■ Source material ■
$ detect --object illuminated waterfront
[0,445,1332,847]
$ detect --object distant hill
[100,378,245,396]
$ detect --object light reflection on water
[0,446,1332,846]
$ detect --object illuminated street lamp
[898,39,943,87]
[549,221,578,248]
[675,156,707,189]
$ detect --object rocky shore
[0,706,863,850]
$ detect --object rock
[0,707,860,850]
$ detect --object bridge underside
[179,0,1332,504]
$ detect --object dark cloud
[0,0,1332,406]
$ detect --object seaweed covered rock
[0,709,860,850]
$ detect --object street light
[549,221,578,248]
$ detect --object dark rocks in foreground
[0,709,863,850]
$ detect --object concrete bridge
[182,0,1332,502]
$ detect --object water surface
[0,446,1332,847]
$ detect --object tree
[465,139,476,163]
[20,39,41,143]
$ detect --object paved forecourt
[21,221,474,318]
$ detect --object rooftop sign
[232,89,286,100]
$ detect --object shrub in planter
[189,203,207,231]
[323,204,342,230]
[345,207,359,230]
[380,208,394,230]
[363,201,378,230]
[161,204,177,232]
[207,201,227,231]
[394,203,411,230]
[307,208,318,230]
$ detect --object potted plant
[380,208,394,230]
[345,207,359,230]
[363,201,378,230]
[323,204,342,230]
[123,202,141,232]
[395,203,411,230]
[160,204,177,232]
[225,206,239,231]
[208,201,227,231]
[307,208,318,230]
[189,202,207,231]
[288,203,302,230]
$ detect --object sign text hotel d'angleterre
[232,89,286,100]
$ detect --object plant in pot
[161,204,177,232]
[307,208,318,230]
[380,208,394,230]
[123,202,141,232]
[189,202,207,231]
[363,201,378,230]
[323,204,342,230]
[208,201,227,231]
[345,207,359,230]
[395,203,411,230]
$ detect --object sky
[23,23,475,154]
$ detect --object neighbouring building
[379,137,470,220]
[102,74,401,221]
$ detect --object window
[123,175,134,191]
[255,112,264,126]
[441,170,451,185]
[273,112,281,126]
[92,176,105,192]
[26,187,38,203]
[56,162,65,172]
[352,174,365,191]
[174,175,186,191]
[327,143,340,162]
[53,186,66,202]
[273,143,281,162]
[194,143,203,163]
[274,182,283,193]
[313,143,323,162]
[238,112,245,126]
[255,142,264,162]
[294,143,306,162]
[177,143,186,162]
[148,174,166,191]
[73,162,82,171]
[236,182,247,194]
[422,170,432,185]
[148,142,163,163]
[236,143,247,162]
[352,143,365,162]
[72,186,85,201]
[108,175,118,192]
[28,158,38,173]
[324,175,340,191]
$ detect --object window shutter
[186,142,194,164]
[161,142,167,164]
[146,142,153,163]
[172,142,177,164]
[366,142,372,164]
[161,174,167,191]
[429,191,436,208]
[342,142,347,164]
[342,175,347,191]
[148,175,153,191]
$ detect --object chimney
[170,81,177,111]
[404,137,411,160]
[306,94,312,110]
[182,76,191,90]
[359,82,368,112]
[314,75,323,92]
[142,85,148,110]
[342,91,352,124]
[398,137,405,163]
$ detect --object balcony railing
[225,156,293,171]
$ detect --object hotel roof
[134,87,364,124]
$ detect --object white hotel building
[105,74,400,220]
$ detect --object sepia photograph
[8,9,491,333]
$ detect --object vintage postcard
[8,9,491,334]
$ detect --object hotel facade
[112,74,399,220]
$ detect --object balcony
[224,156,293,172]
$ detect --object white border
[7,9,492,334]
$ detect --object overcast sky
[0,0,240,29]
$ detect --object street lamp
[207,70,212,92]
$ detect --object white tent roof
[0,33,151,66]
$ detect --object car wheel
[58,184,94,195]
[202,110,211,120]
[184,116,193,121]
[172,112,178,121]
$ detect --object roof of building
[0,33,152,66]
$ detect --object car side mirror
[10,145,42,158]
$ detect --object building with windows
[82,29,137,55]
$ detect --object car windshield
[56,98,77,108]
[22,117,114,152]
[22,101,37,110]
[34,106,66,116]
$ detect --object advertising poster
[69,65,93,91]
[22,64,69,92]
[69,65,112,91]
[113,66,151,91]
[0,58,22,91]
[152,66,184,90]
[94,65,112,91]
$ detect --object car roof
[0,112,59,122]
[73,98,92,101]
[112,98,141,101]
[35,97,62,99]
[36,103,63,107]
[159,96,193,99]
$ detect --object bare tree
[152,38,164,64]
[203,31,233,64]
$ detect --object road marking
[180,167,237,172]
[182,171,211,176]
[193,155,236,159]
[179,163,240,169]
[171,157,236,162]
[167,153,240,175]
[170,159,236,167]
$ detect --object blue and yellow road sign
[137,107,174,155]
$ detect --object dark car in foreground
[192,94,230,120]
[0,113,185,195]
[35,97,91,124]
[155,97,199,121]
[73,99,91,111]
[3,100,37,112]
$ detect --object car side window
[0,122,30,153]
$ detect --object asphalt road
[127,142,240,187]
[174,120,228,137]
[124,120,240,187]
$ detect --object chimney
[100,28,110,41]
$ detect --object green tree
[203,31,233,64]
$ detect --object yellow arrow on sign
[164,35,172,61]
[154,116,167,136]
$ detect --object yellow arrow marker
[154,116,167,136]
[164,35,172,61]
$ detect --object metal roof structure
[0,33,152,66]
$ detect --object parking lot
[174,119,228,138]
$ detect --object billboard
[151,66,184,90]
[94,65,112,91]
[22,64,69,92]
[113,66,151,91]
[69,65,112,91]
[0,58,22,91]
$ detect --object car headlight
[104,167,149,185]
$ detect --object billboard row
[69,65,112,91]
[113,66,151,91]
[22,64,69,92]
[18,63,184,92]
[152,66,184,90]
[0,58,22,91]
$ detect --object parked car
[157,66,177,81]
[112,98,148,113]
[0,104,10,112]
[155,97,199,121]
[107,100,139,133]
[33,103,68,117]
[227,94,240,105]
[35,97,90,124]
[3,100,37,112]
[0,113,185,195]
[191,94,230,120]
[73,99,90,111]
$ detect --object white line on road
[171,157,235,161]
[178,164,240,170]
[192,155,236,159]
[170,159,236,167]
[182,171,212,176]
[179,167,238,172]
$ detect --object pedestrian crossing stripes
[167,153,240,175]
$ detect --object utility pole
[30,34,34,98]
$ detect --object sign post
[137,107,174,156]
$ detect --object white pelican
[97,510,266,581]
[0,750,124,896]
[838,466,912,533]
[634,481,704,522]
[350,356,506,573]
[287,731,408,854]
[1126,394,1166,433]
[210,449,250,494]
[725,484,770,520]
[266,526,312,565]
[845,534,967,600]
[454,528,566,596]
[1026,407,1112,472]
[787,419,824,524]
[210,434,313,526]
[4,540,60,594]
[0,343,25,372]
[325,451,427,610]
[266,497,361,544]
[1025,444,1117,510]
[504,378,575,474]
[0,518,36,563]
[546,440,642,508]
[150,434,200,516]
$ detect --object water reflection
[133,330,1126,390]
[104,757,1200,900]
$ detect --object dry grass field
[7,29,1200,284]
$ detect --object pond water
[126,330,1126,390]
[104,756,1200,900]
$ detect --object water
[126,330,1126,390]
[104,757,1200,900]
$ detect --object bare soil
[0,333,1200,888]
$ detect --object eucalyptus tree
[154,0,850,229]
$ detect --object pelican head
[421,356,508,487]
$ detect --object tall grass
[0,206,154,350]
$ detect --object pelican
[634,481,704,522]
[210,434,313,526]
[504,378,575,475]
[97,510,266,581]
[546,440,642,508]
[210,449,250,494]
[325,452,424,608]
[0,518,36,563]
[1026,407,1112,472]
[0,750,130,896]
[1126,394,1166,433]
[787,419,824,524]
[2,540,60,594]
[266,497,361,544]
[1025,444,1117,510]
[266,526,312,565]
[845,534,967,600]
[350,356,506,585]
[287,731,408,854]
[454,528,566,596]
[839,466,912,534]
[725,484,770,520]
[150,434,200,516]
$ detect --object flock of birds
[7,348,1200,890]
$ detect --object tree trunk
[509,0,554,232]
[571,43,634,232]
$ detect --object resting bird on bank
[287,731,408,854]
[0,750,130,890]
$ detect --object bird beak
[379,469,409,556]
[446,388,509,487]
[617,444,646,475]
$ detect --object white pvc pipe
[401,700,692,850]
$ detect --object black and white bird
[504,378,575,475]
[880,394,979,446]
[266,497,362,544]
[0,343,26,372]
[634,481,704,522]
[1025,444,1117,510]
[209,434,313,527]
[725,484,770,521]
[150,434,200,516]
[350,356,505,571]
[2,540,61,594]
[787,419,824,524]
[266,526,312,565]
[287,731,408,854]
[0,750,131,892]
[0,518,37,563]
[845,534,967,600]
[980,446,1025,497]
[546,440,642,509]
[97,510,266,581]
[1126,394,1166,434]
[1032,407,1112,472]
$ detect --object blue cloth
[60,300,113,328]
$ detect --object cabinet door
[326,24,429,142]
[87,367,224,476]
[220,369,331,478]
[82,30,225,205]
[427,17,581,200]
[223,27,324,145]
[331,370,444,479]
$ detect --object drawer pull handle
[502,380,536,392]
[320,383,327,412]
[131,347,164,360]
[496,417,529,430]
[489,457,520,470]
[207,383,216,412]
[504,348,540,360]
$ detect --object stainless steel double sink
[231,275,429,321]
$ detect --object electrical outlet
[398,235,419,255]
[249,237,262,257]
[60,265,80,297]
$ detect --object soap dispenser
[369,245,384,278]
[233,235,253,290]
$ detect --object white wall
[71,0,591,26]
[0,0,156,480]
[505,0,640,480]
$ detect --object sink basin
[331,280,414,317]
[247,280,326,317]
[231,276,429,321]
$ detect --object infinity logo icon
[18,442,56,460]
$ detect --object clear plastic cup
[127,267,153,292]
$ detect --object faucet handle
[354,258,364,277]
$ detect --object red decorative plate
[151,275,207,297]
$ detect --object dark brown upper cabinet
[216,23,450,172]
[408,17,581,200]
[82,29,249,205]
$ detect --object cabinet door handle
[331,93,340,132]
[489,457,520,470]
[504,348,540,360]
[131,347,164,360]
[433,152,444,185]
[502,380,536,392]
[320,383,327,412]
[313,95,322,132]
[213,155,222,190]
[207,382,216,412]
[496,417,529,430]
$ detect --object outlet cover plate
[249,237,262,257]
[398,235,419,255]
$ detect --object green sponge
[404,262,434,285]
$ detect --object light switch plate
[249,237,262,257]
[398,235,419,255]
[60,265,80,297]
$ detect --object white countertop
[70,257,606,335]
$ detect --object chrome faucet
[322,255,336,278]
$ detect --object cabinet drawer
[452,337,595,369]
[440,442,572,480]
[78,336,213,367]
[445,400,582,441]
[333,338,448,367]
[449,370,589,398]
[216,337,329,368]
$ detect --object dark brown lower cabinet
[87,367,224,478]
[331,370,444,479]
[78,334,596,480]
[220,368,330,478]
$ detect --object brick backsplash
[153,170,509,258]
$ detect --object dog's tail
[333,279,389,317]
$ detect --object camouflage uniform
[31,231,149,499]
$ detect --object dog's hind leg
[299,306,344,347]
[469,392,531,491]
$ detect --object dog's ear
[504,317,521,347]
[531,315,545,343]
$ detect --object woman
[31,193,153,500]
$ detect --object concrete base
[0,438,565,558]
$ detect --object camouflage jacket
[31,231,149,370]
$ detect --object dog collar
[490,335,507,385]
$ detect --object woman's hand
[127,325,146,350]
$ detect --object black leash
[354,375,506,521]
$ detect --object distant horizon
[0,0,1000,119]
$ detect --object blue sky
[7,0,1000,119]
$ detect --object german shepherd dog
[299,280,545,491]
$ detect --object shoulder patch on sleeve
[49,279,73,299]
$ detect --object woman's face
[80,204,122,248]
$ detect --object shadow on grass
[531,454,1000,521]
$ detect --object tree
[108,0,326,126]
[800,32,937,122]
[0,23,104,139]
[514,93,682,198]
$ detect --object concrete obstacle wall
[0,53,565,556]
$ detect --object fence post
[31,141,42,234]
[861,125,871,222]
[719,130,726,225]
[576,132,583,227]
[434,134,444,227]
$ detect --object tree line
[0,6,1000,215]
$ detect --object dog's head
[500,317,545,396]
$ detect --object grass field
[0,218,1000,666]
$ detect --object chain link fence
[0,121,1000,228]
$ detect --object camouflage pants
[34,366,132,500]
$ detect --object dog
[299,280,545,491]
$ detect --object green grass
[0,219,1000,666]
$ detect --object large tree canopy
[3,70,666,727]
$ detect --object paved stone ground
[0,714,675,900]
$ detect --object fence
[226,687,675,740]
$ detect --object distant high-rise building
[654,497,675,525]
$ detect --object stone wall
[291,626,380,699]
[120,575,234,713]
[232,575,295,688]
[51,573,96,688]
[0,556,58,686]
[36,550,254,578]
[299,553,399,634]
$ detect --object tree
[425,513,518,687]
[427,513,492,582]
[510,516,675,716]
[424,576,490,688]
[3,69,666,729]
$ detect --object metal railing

■ Task to carry out ■
Taking the lines from the one containing "reflection on water" through the one containing "[324,175,340,191]", how do they read if you change "shrub" to "bush" and leave everything else untouched?

■ Answer to this problem ■
$ detect --object light reflection on water
[0,446,1332,846]
$ detect --object illuminated street lamp
[898,39,943,87]
[549,221,578,248]
[675,156,707,189]
$ detect --object rocky shore
[0,706,863,850]
$ detect --object rock
[0,707,860,850]
$ detect --object bridge underside
[179,0,1332,504]
$ detect --object dark cloud
[0,0,1332,406]
$ detect --object seaweed covered rock
[0,709,860,850]
$ detect --object street light
[549,221,578,248]
$ detect --object dark rocks in foreground
[0,709,863,850]
$ detect --object concrete bridge
[182,0,1332,502]
$ detect --object water surface
[0,446,1332,847]
$ detect --object tree
[465,139,476,163]
[20,39,41,143]
$ detect --object paved forecourt
[21,221,474,318]
$ detect --object rooftop sign
[232,89,286,100]
$ detect --object bush in planter
[189,203,207,231]
[323,204,342,230]
[345,207,359,230]
[380,208,394,230]
[363,201,378,230]
[161,204,177,232]
[207,201,227,231]
[394,203,411,230]
[307,208,318,230]
$ detect --object potted plant
[380,208,394,230]
[345,207,359,230]
[363,201,378,230]
[323,204,342,230]
[123,202,141,232]
[395,203,411,230]
[160,204,177,232]
[225,206,239,231]
[208,201,227,231]
[307,208,318,230]
[189,202,207,231]
[288,203,302,230]
$ detect --object sign text hotel d'angleterre
[232,89,286,100]
$ detect --object plant in pot
[161,204,177,232]
[307,208,318,230]
[380,208,394,230]
[123,202,141,232]
[189,202,207,231]
[363,201,378,230]
[323,204,342,230]
[208,201,227,231]
[345,207,359,230]
[395,203,411,230]
$ detect --object sky
[23,23,475,154]
$ detect --object neighbouring building
[379,137,470,220]
[102,74,401,221]
$ detect --object window
[123,175,134,191]
[255,112,264,126]
[441,170,451,185]
[273,112,281,126]
[92,176,105,192]
[26,187,38,203]
[56,162,65,172]
[352,174,365,191]
[174,175,186,191]
[327,143,340,162]
[53,186,66,202]
[273,143,281,162]
[194,143,203,163]
[274,182,283,193]
[313,143,323,162]
[238,112,245,126]
[255,142,264,162]
[294,143,306,162]
[177,143,186,162]
[148,174,166,191]
[73,162,82,171]
[236,182,247,194]
[422,170,432,185]
[148,142,163,163]
[236,143,247,162]
[352,143,365,162]
[72,186,85,201]
[108,175,118,192]
[28,158,38,173]
[324,175,340,191]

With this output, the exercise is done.